━━━ TEXT PASSAGE ━━━

Scientist led efforts to avert global famine

9/14/2009
ASSOCIATED PRESS

DALLAS - Scientist and Nobel Peace Prize winner Norman Borlaug rose from his childhood on an Iowa farm to develop a type of wheat that helped feed the world, fostering a movement that is credited with saving up to 1 billion people from starvation.

Mr. Borlaug, 95, died Saturday from complications of cancer at his Dallas home, said Kathleen Phillips, a spokesman for Texas A&M University, where Mr. Borlaug was a distinguished professor.

"Norman E. Borlaug saved more lives than any man in human history," said Josette Sheeran, executive director of the U.N. World Food Program.

He was known as the father of the "green revolution," which transformed agriculture through high-yield crop varieties and other innovations, helping to more than double world food production between 1960 and 1990. Many experts credit the green revolution with averting global famine during the second half of the 20th century and saving perhaps 1 billion lives.

Agriculture Secretary Tom Vilsack called Mr. Borlaug "simply one of the world's best."

Mr. Borlaug began the work that led to his 1970 Nobel Prize in Mexico at the end of World War II. There he developed disease-resistant varieties of wheat that produced much more grain than traditional strains.

He and others later took those varieties and similarly improved strains of rice and corn to Asia, the Middle East, South America, and Africa.

━━━

PROBLEM TO SOLVE →
In the news report on Norman Borlaug, where did he begin the work that led to his 1970 Nobel Prize?

━━━ DATA EXCERPTS ━━━

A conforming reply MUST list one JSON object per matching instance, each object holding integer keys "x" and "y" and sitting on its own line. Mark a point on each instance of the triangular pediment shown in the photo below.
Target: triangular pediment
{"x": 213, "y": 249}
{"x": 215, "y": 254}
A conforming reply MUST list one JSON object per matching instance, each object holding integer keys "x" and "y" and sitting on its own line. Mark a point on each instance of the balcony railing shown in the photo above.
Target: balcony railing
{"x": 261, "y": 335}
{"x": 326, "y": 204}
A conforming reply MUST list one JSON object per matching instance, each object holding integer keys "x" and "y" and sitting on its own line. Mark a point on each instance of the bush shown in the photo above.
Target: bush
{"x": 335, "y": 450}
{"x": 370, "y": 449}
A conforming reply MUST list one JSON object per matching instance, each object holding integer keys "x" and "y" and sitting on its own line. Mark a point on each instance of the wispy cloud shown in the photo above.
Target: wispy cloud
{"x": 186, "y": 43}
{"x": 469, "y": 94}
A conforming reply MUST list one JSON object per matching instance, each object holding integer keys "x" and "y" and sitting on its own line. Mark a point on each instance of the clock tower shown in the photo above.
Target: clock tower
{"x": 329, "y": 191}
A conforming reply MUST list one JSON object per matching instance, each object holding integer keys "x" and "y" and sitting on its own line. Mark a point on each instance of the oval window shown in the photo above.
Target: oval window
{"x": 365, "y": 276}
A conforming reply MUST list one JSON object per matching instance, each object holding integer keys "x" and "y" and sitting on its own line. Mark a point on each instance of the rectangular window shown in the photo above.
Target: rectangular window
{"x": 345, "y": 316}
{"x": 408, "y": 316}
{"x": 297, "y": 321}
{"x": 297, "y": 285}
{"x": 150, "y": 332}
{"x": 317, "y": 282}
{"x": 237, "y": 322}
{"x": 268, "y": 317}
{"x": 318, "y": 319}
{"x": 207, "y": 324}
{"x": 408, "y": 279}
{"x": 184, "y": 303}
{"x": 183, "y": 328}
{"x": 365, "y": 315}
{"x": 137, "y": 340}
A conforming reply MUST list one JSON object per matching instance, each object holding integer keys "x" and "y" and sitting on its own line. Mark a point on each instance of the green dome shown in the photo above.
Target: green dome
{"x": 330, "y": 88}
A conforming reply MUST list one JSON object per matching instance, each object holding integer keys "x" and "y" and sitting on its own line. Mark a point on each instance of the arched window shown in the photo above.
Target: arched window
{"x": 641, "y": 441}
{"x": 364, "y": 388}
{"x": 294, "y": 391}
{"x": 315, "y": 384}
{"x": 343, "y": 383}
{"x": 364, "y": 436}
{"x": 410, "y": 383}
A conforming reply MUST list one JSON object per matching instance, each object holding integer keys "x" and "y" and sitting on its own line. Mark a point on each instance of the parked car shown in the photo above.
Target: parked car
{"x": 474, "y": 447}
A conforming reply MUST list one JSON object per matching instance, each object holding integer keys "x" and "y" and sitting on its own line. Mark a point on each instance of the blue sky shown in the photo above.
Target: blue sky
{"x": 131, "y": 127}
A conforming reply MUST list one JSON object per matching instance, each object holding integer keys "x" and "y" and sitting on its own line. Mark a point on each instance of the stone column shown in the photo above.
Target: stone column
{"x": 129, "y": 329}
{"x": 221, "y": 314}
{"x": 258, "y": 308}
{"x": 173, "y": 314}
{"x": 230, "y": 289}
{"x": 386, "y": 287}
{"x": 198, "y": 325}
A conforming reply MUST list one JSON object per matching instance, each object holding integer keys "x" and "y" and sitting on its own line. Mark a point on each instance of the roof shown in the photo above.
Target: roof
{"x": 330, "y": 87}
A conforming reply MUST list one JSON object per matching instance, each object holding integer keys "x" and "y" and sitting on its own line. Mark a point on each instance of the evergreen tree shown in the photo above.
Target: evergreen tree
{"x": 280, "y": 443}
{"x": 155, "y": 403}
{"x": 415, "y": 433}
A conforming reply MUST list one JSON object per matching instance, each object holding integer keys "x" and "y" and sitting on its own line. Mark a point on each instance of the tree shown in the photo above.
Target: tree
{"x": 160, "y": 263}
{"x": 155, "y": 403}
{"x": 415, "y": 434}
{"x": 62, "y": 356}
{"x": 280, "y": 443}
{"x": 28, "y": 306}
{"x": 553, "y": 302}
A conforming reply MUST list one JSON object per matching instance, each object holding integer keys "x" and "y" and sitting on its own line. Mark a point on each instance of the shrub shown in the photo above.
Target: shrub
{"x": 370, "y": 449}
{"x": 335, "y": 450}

━━━

EXPECTED OUTPUT →
In Mexico, at the end of World War II.